__TO DO__. Return, character for character, the lines from the one bearing "Point out the black vest, providing" through the end of the material. Omit everything before that line.

__ENTRIES SHOWN__.
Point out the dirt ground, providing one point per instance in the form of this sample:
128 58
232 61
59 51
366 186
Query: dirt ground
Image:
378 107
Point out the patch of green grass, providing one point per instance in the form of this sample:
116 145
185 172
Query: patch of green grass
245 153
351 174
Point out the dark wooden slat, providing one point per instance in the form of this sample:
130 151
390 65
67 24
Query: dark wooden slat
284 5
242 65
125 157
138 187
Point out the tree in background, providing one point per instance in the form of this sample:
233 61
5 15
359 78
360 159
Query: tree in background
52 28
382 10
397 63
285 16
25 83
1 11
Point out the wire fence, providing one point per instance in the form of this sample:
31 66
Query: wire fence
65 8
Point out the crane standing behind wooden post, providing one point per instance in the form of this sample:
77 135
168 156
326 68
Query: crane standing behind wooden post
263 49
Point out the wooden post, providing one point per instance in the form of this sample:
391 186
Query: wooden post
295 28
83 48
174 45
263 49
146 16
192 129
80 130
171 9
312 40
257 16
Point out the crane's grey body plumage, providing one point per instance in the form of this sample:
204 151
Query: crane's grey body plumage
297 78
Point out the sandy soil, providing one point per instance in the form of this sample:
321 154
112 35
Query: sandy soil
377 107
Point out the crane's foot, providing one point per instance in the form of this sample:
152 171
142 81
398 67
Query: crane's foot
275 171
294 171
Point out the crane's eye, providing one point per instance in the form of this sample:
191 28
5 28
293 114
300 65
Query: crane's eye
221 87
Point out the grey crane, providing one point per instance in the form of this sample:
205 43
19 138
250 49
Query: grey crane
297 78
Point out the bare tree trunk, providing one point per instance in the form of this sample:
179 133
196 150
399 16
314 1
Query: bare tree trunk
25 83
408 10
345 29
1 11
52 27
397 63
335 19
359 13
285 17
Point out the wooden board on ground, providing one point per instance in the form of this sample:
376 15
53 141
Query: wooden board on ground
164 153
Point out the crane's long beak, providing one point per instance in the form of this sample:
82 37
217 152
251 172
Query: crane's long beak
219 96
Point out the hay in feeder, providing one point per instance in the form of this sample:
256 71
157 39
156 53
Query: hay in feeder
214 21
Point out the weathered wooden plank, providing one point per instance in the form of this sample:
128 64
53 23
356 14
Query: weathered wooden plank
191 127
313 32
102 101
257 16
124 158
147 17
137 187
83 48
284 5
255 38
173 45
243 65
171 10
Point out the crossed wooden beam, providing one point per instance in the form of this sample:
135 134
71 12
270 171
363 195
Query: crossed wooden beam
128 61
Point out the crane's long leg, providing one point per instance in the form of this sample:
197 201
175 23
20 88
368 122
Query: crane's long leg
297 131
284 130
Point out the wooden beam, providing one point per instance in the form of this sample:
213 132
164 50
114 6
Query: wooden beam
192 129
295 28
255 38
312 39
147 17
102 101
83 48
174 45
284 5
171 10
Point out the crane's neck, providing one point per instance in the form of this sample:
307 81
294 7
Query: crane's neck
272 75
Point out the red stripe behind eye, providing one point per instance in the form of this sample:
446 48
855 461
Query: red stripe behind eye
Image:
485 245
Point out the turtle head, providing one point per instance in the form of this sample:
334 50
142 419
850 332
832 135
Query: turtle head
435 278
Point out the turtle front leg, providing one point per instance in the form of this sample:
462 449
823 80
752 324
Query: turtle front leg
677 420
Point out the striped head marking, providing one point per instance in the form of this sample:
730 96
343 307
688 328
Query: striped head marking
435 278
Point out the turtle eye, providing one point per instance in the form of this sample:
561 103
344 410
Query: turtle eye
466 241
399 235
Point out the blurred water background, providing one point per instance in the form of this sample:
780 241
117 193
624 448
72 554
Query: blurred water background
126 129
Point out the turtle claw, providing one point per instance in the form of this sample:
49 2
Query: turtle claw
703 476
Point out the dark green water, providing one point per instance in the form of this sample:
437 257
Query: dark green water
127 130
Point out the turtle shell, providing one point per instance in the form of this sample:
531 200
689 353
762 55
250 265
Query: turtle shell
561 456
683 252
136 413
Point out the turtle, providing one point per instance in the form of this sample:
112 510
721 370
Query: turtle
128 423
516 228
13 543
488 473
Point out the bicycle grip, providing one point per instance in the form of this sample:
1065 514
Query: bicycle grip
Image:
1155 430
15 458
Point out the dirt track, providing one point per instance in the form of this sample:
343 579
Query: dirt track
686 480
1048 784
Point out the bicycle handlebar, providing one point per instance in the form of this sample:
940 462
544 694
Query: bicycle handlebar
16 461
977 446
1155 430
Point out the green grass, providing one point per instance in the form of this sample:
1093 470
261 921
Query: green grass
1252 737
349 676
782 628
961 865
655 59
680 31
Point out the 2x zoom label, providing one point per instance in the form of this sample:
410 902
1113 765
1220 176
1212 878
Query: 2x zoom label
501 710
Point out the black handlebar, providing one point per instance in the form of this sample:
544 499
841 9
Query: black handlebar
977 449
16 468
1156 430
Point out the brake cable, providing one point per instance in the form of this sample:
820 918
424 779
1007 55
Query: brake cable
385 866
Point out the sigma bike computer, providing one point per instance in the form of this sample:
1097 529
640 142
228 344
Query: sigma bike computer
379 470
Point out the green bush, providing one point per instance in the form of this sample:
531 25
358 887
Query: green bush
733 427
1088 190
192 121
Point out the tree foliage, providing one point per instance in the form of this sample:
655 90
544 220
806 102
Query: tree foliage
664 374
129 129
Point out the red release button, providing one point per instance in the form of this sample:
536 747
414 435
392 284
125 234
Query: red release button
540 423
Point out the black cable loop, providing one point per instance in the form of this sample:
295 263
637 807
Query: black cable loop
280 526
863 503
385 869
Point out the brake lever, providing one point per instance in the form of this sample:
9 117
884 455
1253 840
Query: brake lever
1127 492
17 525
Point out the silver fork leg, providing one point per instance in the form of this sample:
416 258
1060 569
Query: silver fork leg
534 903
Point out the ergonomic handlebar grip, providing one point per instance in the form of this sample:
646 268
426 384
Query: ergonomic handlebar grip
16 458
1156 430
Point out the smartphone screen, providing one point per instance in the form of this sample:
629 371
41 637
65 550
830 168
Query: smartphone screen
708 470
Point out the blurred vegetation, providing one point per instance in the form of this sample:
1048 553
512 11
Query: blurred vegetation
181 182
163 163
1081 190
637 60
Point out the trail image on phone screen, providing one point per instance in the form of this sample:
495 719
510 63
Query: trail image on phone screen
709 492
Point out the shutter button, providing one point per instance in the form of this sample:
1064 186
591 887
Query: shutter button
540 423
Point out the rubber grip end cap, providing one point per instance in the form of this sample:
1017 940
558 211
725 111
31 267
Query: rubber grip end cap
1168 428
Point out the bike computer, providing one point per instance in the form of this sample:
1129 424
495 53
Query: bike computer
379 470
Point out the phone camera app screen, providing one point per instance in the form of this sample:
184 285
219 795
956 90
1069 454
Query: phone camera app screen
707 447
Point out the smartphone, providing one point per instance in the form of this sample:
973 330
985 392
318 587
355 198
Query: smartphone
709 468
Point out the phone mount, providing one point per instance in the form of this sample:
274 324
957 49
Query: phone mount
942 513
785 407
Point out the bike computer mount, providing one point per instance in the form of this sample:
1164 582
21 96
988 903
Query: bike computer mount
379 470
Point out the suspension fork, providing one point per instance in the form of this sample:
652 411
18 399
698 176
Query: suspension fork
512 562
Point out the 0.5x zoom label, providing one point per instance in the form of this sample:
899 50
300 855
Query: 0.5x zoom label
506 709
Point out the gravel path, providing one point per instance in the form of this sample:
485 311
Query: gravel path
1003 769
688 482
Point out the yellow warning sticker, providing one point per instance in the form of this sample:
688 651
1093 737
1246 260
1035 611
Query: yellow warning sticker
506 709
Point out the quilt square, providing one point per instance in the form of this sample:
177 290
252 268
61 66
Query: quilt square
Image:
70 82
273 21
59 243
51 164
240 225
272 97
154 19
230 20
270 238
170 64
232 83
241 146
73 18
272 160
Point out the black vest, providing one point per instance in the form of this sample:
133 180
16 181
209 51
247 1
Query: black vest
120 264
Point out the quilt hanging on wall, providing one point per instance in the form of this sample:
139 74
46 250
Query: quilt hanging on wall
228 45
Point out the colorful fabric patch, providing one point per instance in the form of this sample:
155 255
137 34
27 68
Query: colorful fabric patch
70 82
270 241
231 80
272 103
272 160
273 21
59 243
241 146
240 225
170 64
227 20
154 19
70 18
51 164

__RESPONSE TO THIS EXERCISE__.
Point out the black vest, providing one point per instance in the form of this sample:
133 180
16 181
209 51
247 1
Query: black vest
120 264
Point out the quilt hanging on wall, providing one point per instance in the form of this sample:
139 74
46 250
Query: quilt hanging on wall
228 45
Point out the colorful fabric patch, providing one point per instance in the form of this sample:
155 255
137 34
27 68
Query: colorful fabric patch
70 82
270 241
231 80
272 103
272 160
273 21
59 243
241 146
240 225
170 64
227 20
154 19
70 18
51 164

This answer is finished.